# What is required
For each numbered statement, answer yes or no according to the article on offshore drilling, and quote the words of the article that decide it.
1. The congressional ban on offshore drilling has been written into permanent law.
2. The current congressional ban is set to expire on September 30.
3. Congressional Democrats want to schedule a stand-alone vote to extend the ban.

# Document extract
Politics & Policy

The Congressional Drilling Showdown

It's a political fight the free-market guys actually can win.

President Bush’s lifting of the executive ban on offshore drilling this week is more than a symbolic gesture. It means the only thing preventing expanded offshore oil-and-gas development is a temporary, one-year congressional ban set to expire on September 30. While Congress has a habit of re-imposing this ban each year, it has never gotten around to writing it into permanent law. This creates a key opportunity for supporters of domestic energy production, including the president, to force a showdown.

It will take an act of Congress and the president’s signature (or a veto override in both the House and Senate) to extend the current ban on new offshore drilling. And since congressional Democrats have essentially shut down the appropriations process — because they know they would lose an amendment vote that would lift the ban — they don’t want to schedule a stand-alone vote that would extend the ban.

# Data under study
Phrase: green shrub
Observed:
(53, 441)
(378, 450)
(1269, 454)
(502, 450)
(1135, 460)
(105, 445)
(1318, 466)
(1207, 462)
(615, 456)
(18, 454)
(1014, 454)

# Final answer
1. No: "it has never gotten around to writing it into permanent law."
2. Yes: "a temporary, one-year congressional ban set to expire on September 30"
3. No: "they don’t want to schedule a stand-alone vote that would extend the ban."